Name the three dimensions of burnout listed in the article on burnout below.

▶ **TEXT TO READ**
╭──
Geetika Agrawal Found the Cure for Burnout, and Turned It Into a Business
Are you putting energy into your battery or pouring it all into your work?
Work asks a lot of us. Our time, our energy, our full and undivided attention. We pour ourselves into our jobs and for many of us, the pouring never quite stops.
It’s no surprise, then, that burnout has become one of the defining experiences of modern professional life. Christina Maslach, the UC Berkeley psychologist who pioneered the scientific study of burnout, describes it as a response to chronic job stressors that plays out across three dimensions: emotional exhaustion, depersonalization (the gradual erosion of empathy and compassion toward others), and a diminished sense of personal accomplishment. It’s a term that resonates, Maslach says, because it “describes what happens when you used to have passion, used to be on fire, and then it’s gone.”
“Don’t confuse stress with burnout.
Feeling overwhelmed sometimes is normal—it signals responsible engagement in meaningful work.
Burnout is persistent, impairing emotional exhaustion. It stems from too many demands—and too little control and support.”
Rest might be the wrong prescription
The instinct when that fire goes out is to stop. To rest. But Maslach has long cautioned that simply taking time off won’t fix what ails you. Burnout is an organizational issue, not a personal one, and time off and self-care don’t resolve its root causes. What can help, though, is stepping fully outside the conditions that drained you and finding something that refills what work has taken.
╰──
▶ **EXTRACTED INFORMATION**
╭──
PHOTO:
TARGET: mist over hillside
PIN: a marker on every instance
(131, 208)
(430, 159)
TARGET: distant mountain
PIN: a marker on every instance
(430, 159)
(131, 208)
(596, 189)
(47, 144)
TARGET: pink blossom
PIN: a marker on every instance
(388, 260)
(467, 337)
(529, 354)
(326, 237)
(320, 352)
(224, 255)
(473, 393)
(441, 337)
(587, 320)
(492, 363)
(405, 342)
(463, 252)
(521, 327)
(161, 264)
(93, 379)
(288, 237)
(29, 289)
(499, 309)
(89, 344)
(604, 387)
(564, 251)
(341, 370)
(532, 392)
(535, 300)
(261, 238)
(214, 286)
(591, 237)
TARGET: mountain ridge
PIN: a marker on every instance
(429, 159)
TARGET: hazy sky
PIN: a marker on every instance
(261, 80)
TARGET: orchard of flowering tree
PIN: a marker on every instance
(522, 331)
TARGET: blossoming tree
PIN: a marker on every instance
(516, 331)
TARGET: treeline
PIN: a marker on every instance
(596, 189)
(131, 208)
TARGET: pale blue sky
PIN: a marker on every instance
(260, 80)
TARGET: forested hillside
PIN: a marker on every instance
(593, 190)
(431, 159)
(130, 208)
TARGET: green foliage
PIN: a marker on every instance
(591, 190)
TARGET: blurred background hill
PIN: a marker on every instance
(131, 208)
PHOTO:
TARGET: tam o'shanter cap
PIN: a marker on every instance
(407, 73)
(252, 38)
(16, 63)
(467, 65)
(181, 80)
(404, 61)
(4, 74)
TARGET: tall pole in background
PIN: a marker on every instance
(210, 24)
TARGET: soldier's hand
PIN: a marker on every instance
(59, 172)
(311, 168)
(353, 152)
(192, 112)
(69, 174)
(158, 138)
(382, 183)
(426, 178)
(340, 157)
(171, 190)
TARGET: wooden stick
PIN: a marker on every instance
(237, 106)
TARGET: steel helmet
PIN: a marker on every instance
╰──
▶ **REPLY**
Emotional exhaustion, depersonalization (the gradual erosion of empathy and compassion toward others), and a diminished sense of personal accomplishment.